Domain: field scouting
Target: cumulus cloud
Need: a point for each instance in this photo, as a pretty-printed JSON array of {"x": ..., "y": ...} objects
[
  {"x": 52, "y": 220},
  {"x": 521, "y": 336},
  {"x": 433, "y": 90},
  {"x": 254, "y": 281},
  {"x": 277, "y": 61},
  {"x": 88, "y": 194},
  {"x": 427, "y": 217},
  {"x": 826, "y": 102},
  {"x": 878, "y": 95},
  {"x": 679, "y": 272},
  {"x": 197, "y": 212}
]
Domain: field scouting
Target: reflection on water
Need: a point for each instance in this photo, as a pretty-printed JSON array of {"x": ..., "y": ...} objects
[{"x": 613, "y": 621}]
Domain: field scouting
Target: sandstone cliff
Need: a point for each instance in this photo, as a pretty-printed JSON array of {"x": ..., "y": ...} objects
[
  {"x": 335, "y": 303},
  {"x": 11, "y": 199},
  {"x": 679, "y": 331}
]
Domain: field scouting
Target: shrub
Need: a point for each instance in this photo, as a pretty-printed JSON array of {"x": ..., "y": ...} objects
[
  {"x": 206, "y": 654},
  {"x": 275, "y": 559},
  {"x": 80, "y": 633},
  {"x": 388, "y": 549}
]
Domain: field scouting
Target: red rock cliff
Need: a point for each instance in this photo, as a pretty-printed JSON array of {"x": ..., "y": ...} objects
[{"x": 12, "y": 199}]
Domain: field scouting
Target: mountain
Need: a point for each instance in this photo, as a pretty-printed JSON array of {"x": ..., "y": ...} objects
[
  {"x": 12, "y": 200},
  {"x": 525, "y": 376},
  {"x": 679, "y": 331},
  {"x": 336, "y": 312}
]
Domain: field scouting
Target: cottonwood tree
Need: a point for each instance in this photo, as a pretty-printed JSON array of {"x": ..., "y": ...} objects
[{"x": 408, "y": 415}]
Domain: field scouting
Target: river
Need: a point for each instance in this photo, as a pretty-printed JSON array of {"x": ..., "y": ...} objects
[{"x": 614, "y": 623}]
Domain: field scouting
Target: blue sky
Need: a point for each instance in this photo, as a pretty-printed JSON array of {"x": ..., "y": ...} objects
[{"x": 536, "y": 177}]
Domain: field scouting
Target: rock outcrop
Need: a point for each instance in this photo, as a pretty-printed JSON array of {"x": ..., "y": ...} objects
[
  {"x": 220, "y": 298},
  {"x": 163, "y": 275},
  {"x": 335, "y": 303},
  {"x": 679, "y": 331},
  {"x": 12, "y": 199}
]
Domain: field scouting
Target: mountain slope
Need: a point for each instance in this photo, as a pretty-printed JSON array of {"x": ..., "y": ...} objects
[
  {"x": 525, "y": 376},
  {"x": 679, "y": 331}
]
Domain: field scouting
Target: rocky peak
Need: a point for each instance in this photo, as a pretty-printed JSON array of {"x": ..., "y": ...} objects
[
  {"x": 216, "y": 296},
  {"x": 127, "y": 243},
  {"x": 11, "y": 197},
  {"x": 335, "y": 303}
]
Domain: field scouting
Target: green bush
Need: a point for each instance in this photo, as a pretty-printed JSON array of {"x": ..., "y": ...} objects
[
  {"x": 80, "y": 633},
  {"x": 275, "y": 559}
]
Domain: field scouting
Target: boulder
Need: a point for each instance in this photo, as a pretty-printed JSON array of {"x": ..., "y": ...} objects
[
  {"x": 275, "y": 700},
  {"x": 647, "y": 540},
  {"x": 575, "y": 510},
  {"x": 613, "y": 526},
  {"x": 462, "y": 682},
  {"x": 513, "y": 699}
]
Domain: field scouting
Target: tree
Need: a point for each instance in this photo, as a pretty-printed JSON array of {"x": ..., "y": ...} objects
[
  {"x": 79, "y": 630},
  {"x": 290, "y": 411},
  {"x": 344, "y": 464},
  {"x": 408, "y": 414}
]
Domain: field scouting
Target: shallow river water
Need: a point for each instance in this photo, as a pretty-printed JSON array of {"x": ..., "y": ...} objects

-*-*-

● **WHAT IS EXPECTED**: Tally the lines in the records that contain the string "river" and reply with only that number.

● **EXPECTED OUTPUT**: 2